Image point grounding data:

--- START ---

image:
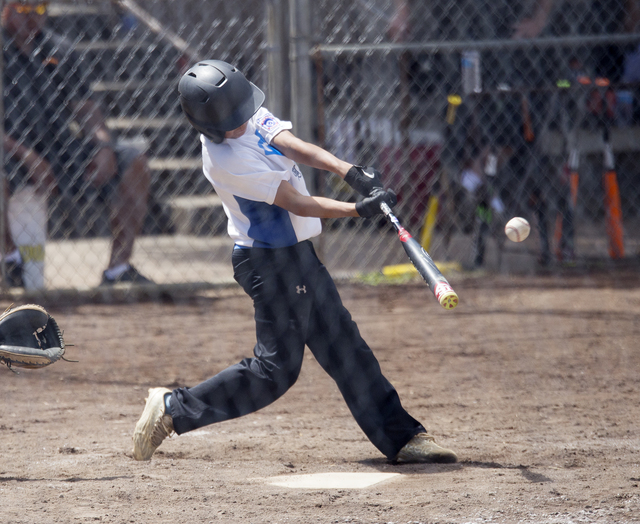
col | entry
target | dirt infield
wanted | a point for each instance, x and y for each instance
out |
(533, 381)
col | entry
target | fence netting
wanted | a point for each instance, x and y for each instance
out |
(474, 112)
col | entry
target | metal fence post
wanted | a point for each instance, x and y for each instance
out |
(301, 94)
(278, 73)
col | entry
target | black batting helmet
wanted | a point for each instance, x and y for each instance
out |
(217, 98)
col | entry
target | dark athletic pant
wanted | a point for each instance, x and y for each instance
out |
(296, 304)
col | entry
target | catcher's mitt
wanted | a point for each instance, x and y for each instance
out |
(29, 337)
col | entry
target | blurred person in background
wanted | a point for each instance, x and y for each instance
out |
(55, 137)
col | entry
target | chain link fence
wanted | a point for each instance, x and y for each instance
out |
(481, 111)
(474, 111)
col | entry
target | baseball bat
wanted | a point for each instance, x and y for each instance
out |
(438, 285)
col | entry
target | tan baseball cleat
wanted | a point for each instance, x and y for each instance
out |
(153, 427)
(423, 448)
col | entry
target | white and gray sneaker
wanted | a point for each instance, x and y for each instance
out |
(423, 448)
(154, 425)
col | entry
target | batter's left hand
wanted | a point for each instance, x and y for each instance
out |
(363, 179)
(370, 206)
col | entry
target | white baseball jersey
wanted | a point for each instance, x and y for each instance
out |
(246, 173)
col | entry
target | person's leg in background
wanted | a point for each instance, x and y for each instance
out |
(128, 211)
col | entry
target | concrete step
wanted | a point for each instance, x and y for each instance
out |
(200, 215)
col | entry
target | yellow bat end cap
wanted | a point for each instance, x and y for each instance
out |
(449, 300)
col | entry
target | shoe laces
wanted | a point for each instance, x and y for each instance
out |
(425, 436)
(162, 429)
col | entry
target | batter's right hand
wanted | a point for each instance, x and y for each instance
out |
(363, 179)
(370, 206)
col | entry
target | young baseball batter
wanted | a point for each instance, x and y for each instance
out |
(250, 157)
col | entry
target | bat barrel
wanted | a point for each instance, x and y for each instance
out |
(436, 281)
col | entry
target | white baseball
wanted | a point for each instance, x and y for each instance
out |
(517, 229)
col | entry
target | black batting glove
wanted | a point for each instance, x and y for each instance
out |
(363, 179)
(370, 206)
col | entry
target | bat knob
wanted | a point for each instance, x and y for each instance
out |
(447, 297)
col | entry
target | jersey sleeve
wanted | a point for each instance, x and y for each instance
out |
(268, 125)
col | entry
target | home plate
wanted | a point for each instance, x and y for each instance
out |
(335, 480)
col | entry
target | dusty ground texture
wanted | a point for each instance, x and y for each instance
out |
(534, 382)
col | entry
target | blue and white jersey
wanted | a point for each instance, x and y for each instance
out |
(246, 173)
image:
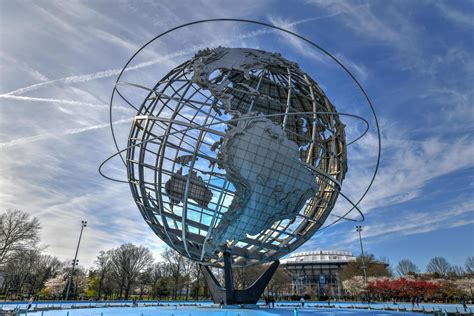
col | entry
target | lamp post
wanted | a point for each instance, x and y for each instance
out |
(74, 261)
(359, 230)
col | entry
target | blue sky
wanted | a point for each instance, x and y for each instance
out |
(59, 60)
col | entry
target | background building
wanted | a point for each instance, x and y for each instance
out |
(317, 273)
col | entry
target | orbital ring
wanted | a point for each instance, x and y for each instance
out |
(119, 152)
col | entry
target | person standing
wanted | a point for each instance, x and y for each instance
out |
(30, 302)
(463, 303)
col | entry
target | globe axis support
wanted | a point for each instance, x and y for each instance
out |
(228, 294)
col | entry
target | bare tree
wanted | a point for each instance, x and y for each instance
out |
(469, 265)
(438, 265)
(103, 264)
(126, 264)
(18, 232)
(175, 266)
(457, 271)
(406, 267)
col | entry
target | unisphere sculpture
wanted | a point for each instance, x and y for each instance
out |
(236, 157)
(236, 148)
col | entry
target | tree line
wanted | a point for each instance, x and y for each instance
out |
(119, 273)
(132, 271)
(441, 281)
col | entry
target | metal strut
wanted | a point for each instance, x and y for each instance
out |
(227, 294)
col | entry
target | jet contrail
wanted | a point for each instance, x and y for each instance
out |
(116, 71)
(49, 100)
(29, 139)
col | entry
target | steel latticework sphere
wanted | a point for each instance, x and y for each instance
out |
(236, 148)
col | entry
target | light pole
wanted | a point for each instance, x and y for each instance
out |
(359, 230)
(75, 261)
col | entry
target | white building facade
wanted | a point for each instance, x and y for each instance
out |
(317, 273)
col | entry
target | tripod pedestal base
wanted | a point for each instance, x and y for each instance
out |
(227, 294)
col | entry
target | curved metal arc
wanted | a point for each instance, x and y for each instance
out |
(201, 127)
(192, 126)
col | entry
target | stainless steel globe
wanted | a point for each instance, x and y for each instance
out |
(236, 148)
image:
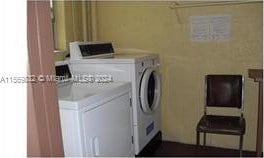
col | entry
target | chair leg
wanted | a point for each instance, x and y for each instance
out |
(197, 138)
(204, 138)
(241, 146)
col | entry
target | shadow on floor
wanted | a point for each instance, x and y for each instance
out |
(174, 149)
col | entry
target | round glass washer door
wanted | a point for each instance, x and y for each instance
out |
(150, 90)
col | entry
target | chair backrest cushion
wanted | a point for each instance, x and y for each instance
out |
(224, 90)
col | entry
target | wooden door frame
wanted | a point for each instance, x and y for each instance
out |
(43, 123)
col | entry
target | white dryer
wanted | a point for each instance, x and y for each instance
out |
(141, 69)
(95, 117)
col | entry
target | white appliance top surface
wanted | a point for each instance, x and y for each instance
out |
(119, 57)
(77, 95)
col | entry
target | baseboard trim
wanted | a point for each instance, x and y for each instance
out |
(152, 146)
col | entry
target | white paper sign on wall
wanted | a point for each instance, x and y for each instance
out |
(210, 28)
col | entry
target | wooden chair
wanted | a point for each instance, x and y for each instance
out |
(223, 91)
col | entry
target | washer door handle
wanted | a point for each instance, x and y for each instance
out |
(95, 146)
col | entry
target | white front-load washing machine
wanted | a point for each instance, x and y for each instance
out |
(141, 69)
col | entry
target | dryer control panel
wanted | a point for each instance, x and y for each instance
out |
(81, 50)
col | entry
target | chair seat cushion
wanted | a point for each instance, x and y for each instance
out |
(232, 125)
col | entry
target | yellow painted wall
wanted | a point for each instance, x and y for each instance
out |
(68, 24)
(155, 27)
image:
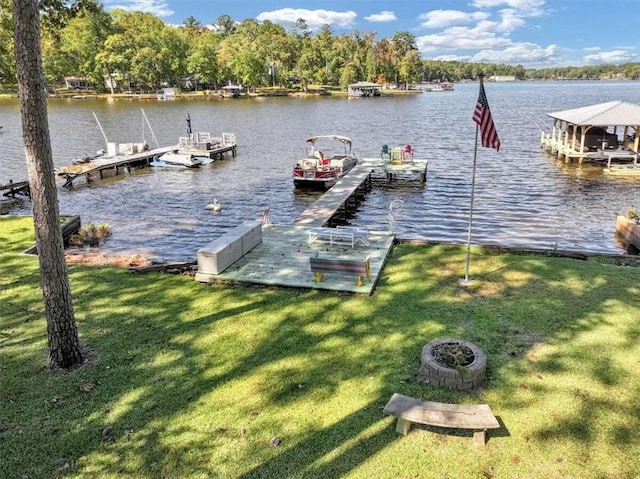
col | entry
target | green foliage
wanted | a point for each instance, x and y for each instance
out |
(81, 39)
(191, 380)
(91, 235)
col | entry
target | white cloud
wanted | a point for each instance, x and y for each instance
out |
(157, 7)
(525, 8)
(385, 16)
(453, 58)
(446, 18)
(314, 19)
(615, 56)
(462, 38)
(518, 53)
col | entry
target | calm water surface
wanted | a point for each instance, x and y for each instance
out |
(523, 197)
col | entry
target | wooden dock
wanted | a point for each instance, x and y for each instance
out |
(392, 170)
(12, 189)
(282, 259)
(343, 197)
(101, 167)
(629, 232)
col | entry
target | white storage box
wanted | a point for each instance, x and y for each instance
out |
(218, 255)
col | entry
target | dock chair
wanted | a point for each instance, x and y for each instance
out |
(396, 156)
(407, 154)
(384, 151)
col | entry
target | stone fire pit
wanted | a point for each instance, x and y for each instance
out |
(451, 362)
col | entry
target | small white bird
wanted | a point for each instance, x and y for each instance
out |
(215, 206)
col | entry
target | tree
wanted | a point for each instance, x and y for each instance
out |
(78, 45)
(62, 333)
(224, 25)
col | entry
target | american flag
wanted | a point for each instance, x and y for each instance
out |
(482, 117)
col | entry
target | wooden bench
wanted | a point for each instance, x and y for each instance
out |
(357, 267)
(461, 416)
(338, 235)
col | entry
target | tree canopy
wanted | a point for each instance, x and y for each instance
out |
(81, 39)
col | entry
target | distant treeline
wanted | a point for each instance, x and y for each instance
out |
(122, 50)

--- END ---

* **How to complete this task**:
Pictures stay out, but every record above is to be returned exactly.

* **Finished task**:
image:
col | entry
target | dirt infield
wanted | a point for each instance, x and y for each instance
out |
(533, 381)
col | entry
target | fence netting
wanted | a point for each instance, x and y for each instance
out |
(474, 112)
col | entry
target | metal fence post
wanted | a point for each instance, x and y for each instance
out |
(301, 94)
(278, 73)
col | entry
target | black batting helmet
wanted | a point for each instance, x and y for each instance
out |
(217, 98)
col | entry
target | dark athletic pant
wanted | a point for each instance, x and y for each instance
out |
(296, 304)
col | entry
target | catcher's mitt
wanted | a point for each instance, x and y for each instance
out |
(29, 337)
col | entry
target | blurred person in background
wanted | a point for each instance, x and y for each instance
out |
(55, 137)
col | entry
target | chain link fence
wanted | a point for each instance, x and y for each instance
out |
(481, 111)
(474, 111)
col | entry
target | baseball bat
wanted | a point for each instance, x and y for each instance
out |
(438, 285)
col | entry
target | tan baseball cleat
wanted | a point for each instance, x and y for each instance
out |
(153, 427)
(423, 448)
col | entry
target | white and gray sneaker
wanted | a point for each instance, x and y for each instance
out |
(423, 448)
(154, 425)
col | entry
target | batter's left hand
wanted | a point for each instance, x and y for each instance
out |
(363, 179)
(370, 206)
col | entry
target | white baseball jersey
wanted | a point for each instance, x and y for each instance
out |
(246, 173)
col | entry
target | person's leg in background
wanted | a point for each instance, x and y for each instance
out |
(128, 211)
col | entry
target | concrete step
wanted | a point for each instance, x and y for each instance
out |
(200, 215)
col | entry
target | yellow bat end cap
wanted | a point for each instance, x and y for each instance
out |
(449, 300)
col | entry
target | shoe laces
wanted | a point for each instance, x and y for each instance
out |
(425, 436)
(162, 429)
col | entry
target | batter's right hand
wanted | a point for each instance, x and y for each instance
out |
(363, 179)
(370, 206)
col | entry
target | young baseball batter
wanted | a point for each instance, x and y for each instance
out |
(250, 157)
col | entry
target | bat barrel
wanted | a point for each instance, x and y for each instance
out |
(436, 281)
col | entry
target | white baseball
wanted | a point for each instance, x and y for each instance
out |
(517, 229)
col | entry
target | black batting glove
wanted | a point for each instance, x and y for each instance
out |
(363, 179)
(370, 206)
col | entry
target | bat knob
wanted | a point for each instance, x and y for each instance
out |
(447, 297)
col | entry
target | jersey sleeve
wanted | a point for each instance, x and y for each instance
out |
(268, 125)
col | entry
target | home plate
wanted | a point for each instance, x and y for each instance
out |
(335, 480)
col | entry
target | dusty ground texture
wanted | a point for each instance, x and y for each instance
out |
(534, 382)
col | entry
target | blue and white jersey
wanted | a point for each instance, x and y for each instance
out |
(246, 173)
image:
col | entry
target | lamp post
wanted | a point for each instance, x and y for each instance
out |
(74, 261)
(359, 230)
col | entry
target | blue sky
wanted | a point for each instance, x and y for each instance
out |
(59, 60)
col | entry
target | background building
wanted | a point for each instance, x and y for each instance
out |
(317, 273)
col | entry
target | orbital ring
wanted | a point for each instance, x and y for each instance
out |
(119, 152)
col | entry
target | person standing
wanted | a point for each instance, x and y for each instance
out |
(30, 302)
(463, 303)
col | entry
target | globe axis support
wanted | a point for each instance, x and y for each instance
out |
(228, 294)
col | entry
target | bare tree
wanted | a point for each instance, x and y for each instance
out |
(469, 265)
(438, 265)
(103, 264)
(126, 264)
(18, 232)
(175, 266)
(457, 271)
(406, 267)
col | entry
target | unisphere sculpture
wanted | a point for each instance, x and y for each instance
out |
(236, 157)
(236, 148)
col | entry
target | tree line
wanted | a point for each instance, x and y for each instance
out |
(119, 273)
(132, 271)
(441, 281)
col | entry
target | metal strut
wanted | a point for each instance, x and y for each instance
out |
(227, 294)
col | entry
target | jet contrail
wanted | a point for each instance, x and y for each instance
out |
(116, 71)
(49, 100)
(29, 139)
col | entry
target | steel latticework sphere
wanted | a point for each instance, x and y for each instance
out |
(236, 148)
col | entry
target | light pole
wanted | a point for each instance, x and y for each instance
out |
(359, 230)
(75, 261)
col | entry
target | white building facade
wanted | a point for each instance, x and y for each instance
out |
(317, 273)
col | entry
target | tripod pedestal base
wanted | a point for each instance, x and y for each instance
out |
(227, 294)
col | entry
target | curved metal arc
wanted | a point for each instance, x and y for each instance
out |
(201, 127)
(192, 126)
col | entry
target | stainless steel globe
wanted | a point for each instance, x and y for each instance
out |
(236, 148)
image:
col | entry
target | chair leg
wanted | a point for each instance, x and y for each instance
out |
(197, 138)
(204, 138)
(241, 146)
col | entry
target | shadow on floor
wanted | a point for each instance, x and y for each instance
out |
(174, 149)
col | entry
target | round glass washer door
wanted | a point for each instance, x and y for each instance
out |
(150, 90)
col | entry
target | chair backrest cushion
wanted | a point for each instance, x and y for each instance
out |
(224, 90)
col | entry
target | wooden door frame
wanted | a point for each instance, x and y for each instance
out |
(43, 123)
col | entry
target | white dryer
wanted | a point for each instance, x and y for each instance
out |
(141, 69)
(95, 117)
col | entry
target | white appliance top surface
wanted | a point for each instance, x and y for each instance
out |
(119, 57)
(77, 95)
col | entry
target | baseboard trim
wanted | a point for each instance, x and y for each instance
out |
(152, 146)
col | entry
target | white paper sign on wall
wanted | a point for each instance, x and y for each instance
out |
(210, 28)
col | entry
target | wooden chair
wanted | a point for each instance, x and y for each instance
out |
(223, 91)
col | entry
target | washer door handle
wanted | a point for each instance, x and y for each instance
out |
(95, 146)
col | entry
target | white front-load washing machine
wanted | a point for each instance, x and y for each instance
out |
(141, 69)
col | entry
target | dryer control panel
wanted | a point for each instance, x and y for each instance
out |
(81, 50)
col | entry
target | chair seat cushion
wanted | a point for each instance, x and y for each instance
out |
(232, 125)
col | entry
target | yellow painted wall
wanted | a point for each instance, x and y for each instance
out |
(68, 24)
(155, 27)
image:
col | entry
target | green foliage
wanted | a point for each instance, x and y for each instance
out |
(81, 39)
(191, 380)
(91, 235)
col | entry
target | white cloud
wanted | a point for each instance, x and y for each instance
out |
(157, 7)
(525, 8)
(385, 16)
(453, 58)
(446, 18)
(314, 19)
(615, 56)
(462, 38)
(518, 53)
col | entry
target | calm water surface
wanted | a point for each instance, x and y for each instance
out |
(523, 197)
col | entry
target | wooden dock
wanted | a point for each instance, x and y for each instance
out |
(392, 170)
(12, 189)
(282, 259)
(343, 197)
(101, 167)
(629, 232)
col | entry
target | white storage box
wanted | a point for each instance, x and y for each instance
out |
(218, 255)
col | entry
target | dock chair
wanted | a point for each instance, x and y for each instance
out |
(396, 156)
(407, 154)
(384, 151)
col | entry
target | stone fire pit
wanted | a point for each instance, x and y for each instance
out |
(451, 362)
col | entry
target | small white bird
wanted | a point for each instance, x and y for each instance
out |
(215, 206)
col | entry
target | tree
wanted | a point for each instance, x and y for each instance
out |
(78, 45)
(62, 333)
(224, 25)
col | entry
target | american flag
wanted | a point for each instance, x and y for each instance
out |
(482, 117)
col | entry
target | wooden bench
wanted | a point for each instance, x and y for each instance
out |
(357, 267)
(461, 416)
(338, 235)
col | entry
target | tree canopy
wanted | a point for each instance, x and y for each instance
out |
(81, 39)
col | entry
target | distant treeline
wanted | a point for each instance, x and y for each instance
out |
(122, 50)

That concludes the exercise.